Decide whether each statement agrees with the passage on United States monetary policy, and answer yes or no with the passage's deciding words quoted: (a) Congress keeps a role in overseeing the Federal Reserve. (b) The passage sorts the Fed's responsibilities into five groups. (c) The paper compares Ben Bernanke and Janet Yellen.
[start of Document excerpt]
United States Monetary Policy
Congress has handed over the responsibility for monetary to the Federal Reserve, also known as the Fed, but retains oversight responsibilities in order to ensure that the Federal Reserve adheres to the statutory mandate of stable prices, moderate long-term rates of interest, as well as, maximum employment (Labonte, 2014). The responsibilities of the Fed as the country’s central bank are classified into four: monetary policy, supervision of particular types of banks and financial institutions for soundness and safety, provision of emergency liquidity through the function of the lender of last resort, and the provision of services of the payment system to financial institutions, as well as, the government (Labonte, 2014). The monetary role of the Federal Reserve necessitates aggregate demand management. The Federal Reserve defines monetary policy as the measures it undertakes in order to influence the cost and availability of credit and money to enhance the objectives mandated by Congress, which is maximum sustainable employment and a stable price level (Appelbaum, 2014). Since the expectations of businesses as capital goods purchasers and households as consumers exert an essential influence on the main section of spending in America, and the expectations are influenced in essential ways by the Federal Reserve’s actions, a wider definition would involve the policies, directives, forecasts of the economy, statements, and other actions by the Federal Reserve, particularly those associated with or made by country’s central banker, the chairman of the Fed’s Board of Governors (Labonte, 2014). The Federal Open Market Committee holds meetings from time to time to decide on whether to change or maintain the present stance of monetary policy. This paper seeks to compare the policy changes and differences between former Federal Reserve System Chair Ben Bernanke and the current Chair Janet Yellen.
[end of Document excerpt]
[start of Entries supplied]
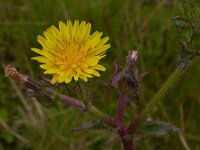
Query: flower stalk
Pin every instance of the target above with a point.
(136, 122)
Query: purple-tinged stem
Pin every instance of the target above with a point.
(121, 109)
(71, 101)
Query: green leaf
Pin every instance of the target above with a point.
(7, 136)
(156, 128)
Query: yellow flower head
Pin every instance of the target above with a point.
(71, 52)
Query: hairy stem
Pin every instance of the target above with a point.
(121, 109)
(174, 76)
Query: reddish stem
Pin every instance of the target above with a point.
(121, 109)
(126, 138)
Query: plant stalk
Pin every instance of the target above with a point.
(136, 122)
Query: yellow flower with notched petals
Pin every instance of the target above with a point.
(71, 52)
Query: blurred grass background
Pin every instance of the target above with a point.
(143, 25)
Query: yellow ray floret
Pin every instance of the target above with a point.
(70, 52)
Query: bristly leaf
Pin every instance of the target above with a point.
(95, 124)
(156, 128)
[end of Entries supplied]
▶ [Problem solution]
(a) Yes: "but retains oversight responsibilities in order to ensure that the Federal Reserve adheres to the statutory mandate"
(b) No: "are classified into four"
(c) Yes: "compare the policy changes and differences between former Federal Reserve System Chair Ben Bernanke and the current Chair Janet Yellen"